* START SOURCE DOCUMENT *

The first great fruit of the prince of Pesquiere,
But then shall come a very cruel & malign one,
Inside Venice he shall lose his proud glory
And be put to trouble by a more joyful Celin.


(Premier grand fruit le prince de Pesquiere
Mais puis viendra bien & cruel malin,
Dedans Venise perdra sa gloire fiere
Et mys à mal par plus joyue Celin.)

Notes: Premier grand fruit le prince de Pesquiere: Le prince is in the case of regime (cas-régime, oblique case) equal to of the prince (cf. Shimaoka,p.11).

The prince of Pesquiere: Francis-Joseph I, Emperor of Austria (1848-1916), Pesquiere (Peschiera del Garda) being one of the Austrian quadrilateral fortifications of Venetia (Verona, Mantua, Legnago and Peschiera) (cf. HH, IX, p.599).

The first great fruit of the prince of Pesquiere: His first grand victory against Charles-Albert of Sardinia: «On the 25th of July [1848], on a hot summer day Count Radetzky gained a victory at Custozza which established Austria’s military glory in the most brilliant fashion.» (HH, id.). 

A very cruel & malign one: Camillo Benso, Count of Cavour (1810-1861), malign in Nostradamus being « the chacacter of a man of ruse and fineness, an intelligent» (Petit Robert), i.e., a statesman. « Cavour, the man of devious ways and unidealistic views » (HH, IX, p.610); « The count Camillo Benso di Cavour had been born in 1810, two years later than Mazzini. He had not yet entered upon his ministerial career, but was writing articles for the Risorgimento, which at Turin opposed the Mazzinistic journal Concordia, and was devoting himself to political and economical studies. It is impossible to speak of Mazzini and Cavour without remembering the third great regenerator of Italy, Giuseppe Garibaldi. At this date he was in exile; but a few years later he returned, and began his career of popular deliverance in Lombardy. Mazzini the prophet, Garibaldi the knight-errant, and Cavour the statesman, of Italian independence, were all natives of the kingdom of Sardinia. But their several positions in it were so different as to account in no small measure for the very divergent parts they played in the coming drama. Mazzini was a native of Genoa, which ill tolerated the enforced rule of Turin. Graribaldi came from Nice, and was a child of the people. Cavour was born in the midst of that stiff aristocraticul society of old Piedmont which has been described so vividly by D'Azeglio in his Ricordi. The Piedmontese nobles had the virtues and the defects of English country squires in the last century. Loyal, truthful, brave, hard-headed, tough in resistance, obstinately prejudiced, they made excellent soldiers, and were devoted servants of the crown. Moreover, they hid beneath their stolid exterior greater political capacity than the more genial and brilliant inhabitants of southern and central Italy.

* END SOURCE DOCUMENT *

PROBLEMS AND TASKS:
• A. Transcribe the passage of the quatrain commentary starting with "The prince of Pesquiere: Francis-Joseph" and going on through "HH, IX, p.599).".
• B. In the quatrain commentary, who is identified as the prince of Pesquiere?

* START ENTRIES SHOWN *

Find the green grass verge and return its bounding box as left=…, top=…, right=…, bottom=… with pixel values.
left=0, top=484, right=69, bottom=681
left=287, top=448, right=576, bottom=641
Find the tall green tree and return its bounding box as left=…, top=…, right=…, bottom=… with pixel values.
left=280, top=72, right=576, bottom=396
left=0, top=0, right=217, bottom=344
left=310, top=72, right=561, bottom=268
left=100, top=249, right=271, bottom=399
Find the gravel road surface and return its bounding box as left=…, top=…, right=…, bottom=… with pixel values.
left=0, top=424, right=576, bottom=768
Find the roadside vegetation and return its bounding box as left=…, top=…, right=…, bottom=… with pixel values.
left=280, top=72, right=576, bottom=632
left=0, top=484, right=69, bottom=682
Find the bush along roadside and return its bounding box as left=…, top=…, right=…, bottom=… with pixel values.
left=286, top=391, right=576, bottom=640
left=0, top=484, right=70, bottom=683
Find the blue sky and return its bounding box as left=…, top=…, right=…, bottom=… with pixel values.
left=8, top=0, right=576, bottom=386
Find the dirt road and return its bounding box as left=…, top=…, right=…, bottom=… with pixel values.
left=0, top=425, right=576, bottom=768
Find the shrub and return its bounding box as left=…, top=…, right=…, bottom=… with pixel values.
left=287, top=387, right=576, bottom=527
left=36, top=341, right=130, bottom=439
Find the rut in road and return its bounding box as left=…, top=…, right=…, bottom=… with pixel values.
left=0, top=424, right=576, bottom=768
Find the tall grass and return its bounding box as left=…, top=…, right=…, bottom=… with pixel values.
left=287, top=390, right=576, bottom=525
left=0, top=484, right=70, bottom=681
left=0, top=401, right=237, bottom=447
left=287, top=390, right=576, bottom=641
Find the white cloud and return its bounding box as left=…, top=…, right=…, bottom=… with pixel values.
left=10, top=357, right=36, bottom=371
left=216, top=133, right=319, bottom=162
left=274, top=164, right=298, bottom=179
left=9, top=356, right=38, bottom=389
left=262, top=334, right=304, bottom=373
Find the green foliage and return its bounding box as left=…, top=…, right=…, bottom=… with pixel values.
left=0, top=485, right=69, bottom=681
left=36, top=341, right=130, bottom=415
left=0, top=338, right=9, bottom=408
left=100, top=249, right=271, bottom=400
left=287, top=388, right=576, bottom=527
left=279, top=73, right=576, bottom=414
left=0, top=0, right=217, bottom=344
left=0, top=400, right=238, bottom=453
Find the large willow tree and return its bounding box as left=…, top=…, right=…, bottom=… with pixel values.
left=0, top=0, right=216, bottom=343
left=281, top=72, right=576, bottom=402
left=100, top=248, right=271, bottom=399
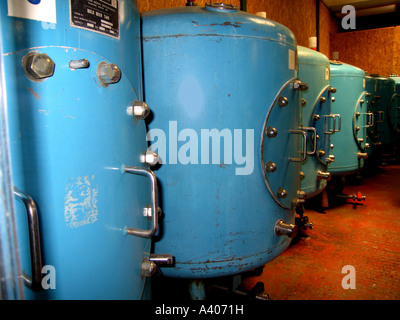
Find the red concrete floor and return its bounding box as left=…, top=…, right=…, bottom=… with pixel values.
left=242, top=165, right=400, bottom=300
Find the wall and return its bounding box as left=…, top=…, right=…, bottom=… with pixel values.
left=331, top=27, right=400, bottom=76
left=137, top=0, right=337, bottom=57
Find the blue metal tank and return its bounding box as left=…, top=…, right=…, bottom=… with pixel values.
left=388, top=76, right=400, bottom=136
left=297, top=46, right=341, bottom=198
left=142, top=4, right=306, bottom=279
left=329, top=61, right=366, bottom=176
left=374, top=76, right=396, bottom=152
left=0, top=0, right=158, bottom=299
left=365, top=75, right=379, bottom=156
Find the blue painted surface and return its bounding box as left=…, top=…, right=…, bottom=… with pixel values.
left=297, top=46, right=332, bottom=198
left=0, top=1, right=151, bottom=299
left=388, top=77, right=400, bottom=136
left=329, top=62, right=367, bottom=175
left=143, top=7, right=300, bottom=278
left=365, top=75, right=378, bottom=155
left=375, top=77, right=395, bottom=148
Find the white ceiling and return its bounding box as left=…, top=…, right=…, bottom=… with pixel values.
left=322, top=0, right=400, bottom=16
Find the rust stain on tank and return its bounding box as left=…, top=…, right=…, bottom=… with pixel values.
left=192, top=20, right=242, bottom=28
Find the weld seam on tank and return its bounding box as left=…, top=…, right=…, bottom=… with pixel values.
left=142, top=33, right=296, bottom=48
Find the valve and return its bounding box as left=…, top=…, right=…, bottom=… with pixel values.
left=274, top=219, right=298, bottom=238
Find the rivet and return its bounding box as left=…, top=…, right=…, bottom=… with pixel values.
left=265, top=161, right=277, bottom=172
left=266, top=127, right=278, bottom=138
left=278, top=96, right=289, bottom=107
left=276, top=188, right=287, bottom=199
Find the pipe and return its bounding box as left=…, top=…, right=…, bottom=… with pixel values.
left=316, top=0, right=320, bottom=51
left=240, top=0, right=247, bottom=11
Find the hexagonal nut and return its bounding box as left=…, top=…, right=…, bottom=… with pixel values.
left=133, top=100, right=150, bottom=120
left=23, top=52, right=55, bottom=80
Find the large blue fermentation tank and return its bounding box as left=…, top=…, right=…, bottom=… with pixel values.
left=388, top=76, right=400, bottom=141
left=329, top=61, right=372, bottom=176
left=0, top=0, right=157, bottom=299
left=365, top=75, right=380, bottom=156
left=374, top=76, right=396, bottom=152
left=142, top=4, right=306, bottom=278
left=297, top=46, right=341, bottom=198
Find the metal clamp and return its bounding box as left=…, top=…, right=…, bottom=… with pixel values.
left=301, top=127, right=318, bottom=155
left=333, top=113, right=342, bottom=132
left=376, top=111, right=385, bottom=123
left=13, top=187, right=43, bottom=291
left=324, top=114, right=342, bottom=134
left=367, top=112, right=375, bottom=128
left=289, top=130, right=307, bottom=162
left=123, top=166, right=158, bottom=238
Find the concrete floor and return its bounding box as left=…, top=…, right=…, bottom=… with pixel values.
left=242, top=165, right=400, bottom=300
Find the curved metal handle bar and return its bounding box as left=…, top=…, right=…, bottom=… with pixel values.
left=123, top=166, right=158, bottom=238
left=13, top=187, right=43, bottom=291
left=289, top=130, right=307, bottom=162
left=323, top=114, right=336, bottom=134
left=367, top=112, right=375, bottom=128
left=376, top=111, right=385, bottom=123
left=332, top=113, right=342, bottom=132
left=301, top=127, right=318, bottom=156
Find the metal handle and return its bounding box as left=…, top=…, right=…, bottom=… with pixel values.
left=323, top=114, right=336, bottom=134
left=123, top=166, right=158, bottom=238
left=333, top=113, right=342, bottom=132
left=13, top=187, right=43, bottom=291
left=289, top=130, right=307, bottom=162
left=376, top=111, right=385, bottom=123
left=301, top=127, right=318, bottom=155
left=367, top=112, right=375, bottom=128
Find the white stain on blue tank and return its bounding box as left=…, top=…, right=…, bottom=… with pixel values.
left=64, top=176, right=99, bottom=228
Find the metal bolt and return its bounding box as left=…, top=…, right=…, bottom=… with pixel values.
left=317, top=170, right=331, bottom=181
left=97, top=61, right=121, bottom=87
left=293, top=80, right=308, bottom=91
left=274, top=220, right=298, bottom=238
left=143, top=206, right=162, bottom=218
left=141, top=150, right=160, bottom=166
left=292, top=198, right=306, bottom=208
left=266, top=127, right=278, bottom=138
left=140, top=259, right=157, bottom=277
left=22, top=52, right=55, bottom=81
left=297, top=190, right=306, bottom=199
left=69, top=59, right=90, bottom=70
left=265, top=161, right=277, bottom=172
left=357, top=152, right=368, bottom=159
left=278, top=96, right=289, bottom=107
left=126, top=100, right=150, bottom=120
left=276, top=188, right=287, bottom=199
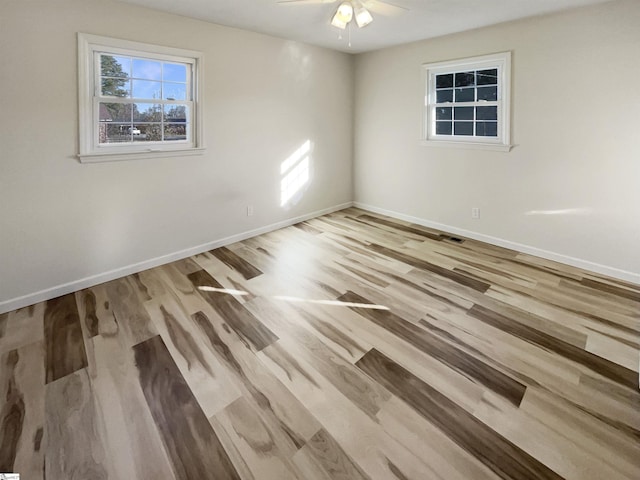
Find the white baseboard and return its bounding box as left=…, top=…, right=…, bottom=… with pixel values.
left=353, top=202, right=640, bottom=285
left=0, top=202, right=353, bottom=314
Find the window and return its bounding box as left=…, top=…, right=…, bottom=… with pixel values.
left=422, top=52, right=511, bottom=151
left=78, top=34, right=203, bottom=162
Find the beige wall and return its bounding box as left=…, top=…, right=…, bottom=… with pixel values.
left=0, top=0, right=353, bottom=311
left=354, top=0, right=640, bottom=283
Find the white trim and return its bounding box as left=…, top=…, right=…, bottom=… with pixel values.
left=420, top=51, right=511, bottom=152
left=353, top=202, right=640, bottom=285
left=0, top=202, right=353, bottom=314
left=420, top=140, right=514, bottom=152
left=78, top=32, right=205, bottom=162
left=78, top=148, right=206, bottom=163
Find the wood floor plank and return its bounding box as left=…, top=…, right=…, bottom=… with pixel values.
left=258, top=342, right=444, bottom=480
left=294, top=430, right=370, bottom=480
left=192, top=312, right=320, bottom=455
left=215, top=397, right=298, bottom=480
left=468, top=305, right=638, bottom=389
left=45, top=368, right=110, bottom=480
left=133, top=336, right=240, bottom=480
left=338, top=292, right=526, bottom=405
left=145, top=295, right=242, bottom=418
left=105, top=277, right=158, bottom=346
left=188, top=270, right=278, bottom=351
left=90, top=335, right=175, bottom=480
left=369, top=244, right=490, bottom=292
left=0, top=340, right=46, bottom=480
left=356, top=214, right=442, bottom=242
left=0, top=302, right=46, bottom=354
left=356, top=350, right=562, bottom=480
left=44, top=294, right=87, bottom=383
left=210, top=247, right=262, bottom=280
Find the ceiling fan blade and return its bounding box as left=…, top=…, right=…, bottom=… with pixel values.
left=276, top=0, right=338, bottom=5
left=362, top=0, right=409, bottom=17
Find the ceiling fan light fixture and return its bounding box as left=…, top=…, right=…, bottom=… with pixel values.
left=354, top=2, right=373, bottom=28
left=331, top=2, right=353, bottom=30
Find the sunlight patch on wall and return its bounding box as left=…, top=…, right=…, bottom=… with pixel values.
left=280, top=140, right=311, bottom=207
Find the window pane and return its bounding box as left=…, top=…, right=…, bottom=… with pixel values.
left=101, top=78, right=131, bottom=97
left=162, top=63, right=187, bottom=83
left=162, top=83, right=187, bottom=100
left=131, top=58, right=162, bottom=80
left=133, top=123, right=162, bottom=142
left=436, top=73, right=453, bottom=88
left=456, top=72, right=476, bottom=87
left=478, top=87, right=498, bottom=102
left=436, top=90, right=453, bottom=103
left=436, top=122, right=451, bottom=135
left=476, top=122, right=498, bottom=137
left=100, top=54, right=131, bottom=78
left=164, top=123, right=187, bottom=142
left=436, top=107, right=453, bottom=120
left=455, top=107, right=473, bottom=120
left=476, top=107, right=498, bottom=120
left=132, top=80, right=162, bottom=100
left=133, top=103, right=162, bottom=123
left=456, top=87, right=476, bottom=102
left=164, top=105, right=189, bottom=123
left=98, top=103, right=131, bottom=123
left=98, top=123, right=131, bottom=143
left=476, top=68, right=498, bottom=85
left=453, top=122, right=473, bottom=135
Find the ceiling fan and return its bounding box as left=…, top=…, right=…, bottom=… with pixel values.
left=278, top=0, right=407, bottom=30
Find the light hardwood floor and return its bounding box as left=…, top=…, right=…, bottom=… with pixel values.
left=0, top=209, right=640, bottom=480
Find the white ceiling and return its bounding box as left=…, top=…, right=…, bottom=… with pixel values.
left=120, top=0, right=610, bottom=53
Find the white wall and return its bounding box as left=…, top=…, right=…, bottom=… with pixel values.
left=0, top=0, right=353, bottom=312
left=354, top=0, right=640, bottom=283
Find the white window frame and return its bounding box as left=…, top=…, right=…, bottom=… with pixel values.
left=78, top=33, right=204, bottom=163
left=421, top=52, right=512, bottom=152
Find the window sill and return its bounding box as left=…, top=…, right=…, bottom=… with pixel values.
left=420, top=140, right=513, bottom=152
left=78, top=148, right=206, bottom=163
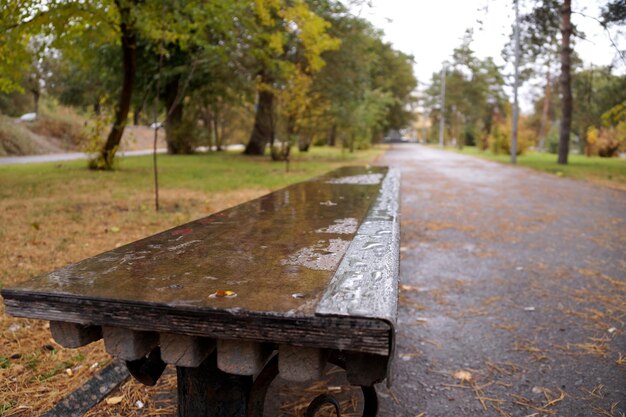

* END ENTRIES SHOWN *

OUTPUTS IN ORDER:
• A.
The prince of Pesquiere: Francis-Joseph I, Emperor of Austria (1848-1916), Pesquiere (Peschiera del Garda) being one of the Austrian quadrilateral fortifications of Venetia (Verona, Mantua, Legnago and Peschiera) (cf. HH, IX, p.599).

• B. Francis-Joseph I, Emperor of Austria (1848-1916).